→ **RECORD EXTRACTS**:

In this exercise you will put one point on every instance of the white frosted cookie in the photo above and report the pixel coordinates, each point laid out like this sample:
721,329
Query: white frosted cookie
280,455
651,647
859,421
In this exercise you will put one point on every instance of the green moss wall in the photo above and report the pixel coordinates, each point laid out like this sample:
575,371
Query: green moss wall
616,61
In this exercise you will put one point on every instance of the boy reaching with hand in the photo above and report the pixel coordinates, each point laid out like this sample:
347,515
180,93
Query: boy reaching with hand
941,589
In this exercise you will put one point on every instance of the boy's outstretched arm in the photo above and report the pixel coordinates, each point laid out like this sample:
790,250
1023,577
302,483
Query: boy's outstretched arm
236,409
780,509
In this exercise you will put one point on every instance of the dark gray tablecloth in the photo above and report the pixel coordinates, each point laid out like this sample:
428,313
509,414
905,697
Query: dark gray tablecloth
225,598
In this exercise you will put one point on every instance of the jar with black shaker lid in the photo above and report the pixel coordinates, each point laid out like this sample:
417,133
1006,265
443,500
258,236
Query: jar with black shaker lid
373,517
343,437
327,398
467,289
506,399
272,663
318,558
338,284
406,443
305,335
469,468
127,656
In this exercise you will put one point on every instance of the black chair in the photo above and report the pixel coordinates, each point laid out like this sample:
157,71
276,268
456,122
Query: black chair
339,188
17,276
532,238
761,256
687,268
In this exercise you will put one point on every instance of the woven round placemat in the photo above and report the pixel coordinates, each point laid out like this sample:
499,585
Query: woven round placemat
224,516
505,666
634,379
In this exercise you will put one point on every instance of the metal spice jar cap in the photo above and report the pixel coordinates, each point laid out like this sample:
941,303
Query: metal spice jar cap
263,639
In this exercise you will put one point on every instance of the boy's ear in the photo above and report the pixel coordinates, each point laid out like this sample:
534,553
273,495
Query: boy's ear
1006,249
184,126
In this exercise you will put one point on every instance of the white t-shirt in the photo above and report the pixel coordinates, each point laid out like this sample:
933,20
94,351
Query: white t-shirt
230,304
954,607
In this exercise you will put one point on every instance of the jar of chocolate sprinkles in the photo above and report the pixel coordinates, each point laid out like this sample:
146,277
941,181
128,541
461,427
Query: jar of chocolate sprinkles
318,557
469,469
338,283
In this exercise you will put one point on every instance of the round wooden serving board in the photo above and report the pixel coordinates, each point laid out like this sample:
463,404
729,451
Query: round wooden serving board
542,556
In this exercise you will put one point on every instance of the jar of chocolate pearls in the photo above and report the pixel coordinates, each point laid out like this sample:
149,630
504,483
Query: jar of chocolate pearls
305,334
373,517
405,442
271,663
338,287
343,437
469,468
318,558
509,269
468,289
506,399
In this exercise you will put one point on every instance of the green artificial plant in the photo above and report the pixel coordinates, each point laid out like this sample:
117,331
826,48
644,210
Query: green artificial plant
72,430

→ **OBJECTIVE**: For this exercise, please retype exactly the lines in the listing from the line with "chocolate sprinkles in" through its last line, both ends included.

→ **EXPECTED OUTPUT**:
In this exercise you will put one point on every instance of the jar of chocolate sprinkles in the photo above and report the pixel coordinates, each point laid out like this sample:
146,277
941,181
128,541
461,427
Query: jar of chocolate sprinkles
318,557
469,469
338,283
In this exercise you will put one point on every instance of the round wooden serving board in the photo above and report the pixel coordinates, each point laid out like this sample:
463,404
729,451
Query: round wooden serving board
542,556
In this exercise you will put one point on every instance of the jar of chocolate pearls in the photo above and report the pixel coordinates, each point laid out like this sample:
149,630
504,483
Query: jar of chocolate pearls
305,334
373,517
405,442
271,663
338,287
343,437
469,468
318,558
509,269
468,289
506,399
In this exercise you will put one point on every instance of the green artificial plant in the photo above and report the pixel coordinates, each point laid out like this sample:
117,331
826,48
644,210
Query: green artificial plant
72,430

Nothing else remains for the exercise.